**Assigned task:**
The expected response is the full set of records, unchanged.

**Data:**
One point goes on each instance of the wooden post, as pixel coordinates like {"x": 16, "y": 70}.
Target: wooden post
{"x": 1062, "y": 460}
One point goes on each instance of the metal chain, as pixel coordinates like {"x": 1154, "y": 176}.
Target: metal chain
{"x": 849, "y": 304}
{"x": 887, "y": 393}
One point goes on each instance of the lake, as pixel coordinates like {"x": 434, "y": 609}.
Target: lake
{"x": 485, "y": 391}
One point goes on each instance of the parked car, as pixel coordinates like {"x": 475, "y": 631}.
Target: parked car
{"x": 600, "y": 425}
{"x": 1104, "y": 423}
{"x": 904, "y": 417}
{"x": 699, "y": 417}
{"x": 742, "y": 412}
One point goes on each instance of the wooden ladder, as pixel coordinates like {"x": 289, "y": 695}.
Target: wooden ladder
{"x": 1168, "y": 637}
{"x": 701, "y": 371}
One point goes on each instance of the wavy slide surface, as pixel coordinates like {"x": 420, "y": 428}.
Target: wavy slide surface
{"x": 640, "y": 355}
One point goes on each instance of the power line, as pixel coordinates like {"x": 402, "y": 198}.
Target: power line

**Answer to the exercise:**
One point goes on each instance of the wooden post, as pixel coordinates like {"x": 16, "y": 70}.
Target: wooden post
{"x": 1062, "y": 460}
One point goes on each instance of the metal chain, as pixel coordinates like {"x": 1154, "y": 176}.
Target: metal chain
{"x": 849, "y": 304}
{"x": 887, "y": 393}
One point goes on each instance of the lake, as pixel coordinates like {"x": 434, "y": 609}.
Target: lake
{"x": 485, "y": 391}
One point goes on each instance of the parked car, as pixel coordinates like {"x": 475, "y": 631}.
Target: parked car
{"x": 600, "y": 425}
{"x": 1104, "y": 423}
{"x": 904, "y": 417}
{"x": 699, "y": 417}
{"x": 742, "y": 412}
One point goes on each instance of the wooden ladder, as pixel coordinates like {"x": 289, "y": 695}.
Target: wooden ladder
{"x": 1168, "y": 637}
{"x": 701, "y": 371}
One point goes on each instance of the wavy slide surface, as pixel coordinates like {"x": 420, "y": 428}.
Target: wavy slide surface
{"x": 640, "y": 355}
One point goes on each instance of the power line, as pixel coordinates like {"x": 402, "y": 198}.
Target: power line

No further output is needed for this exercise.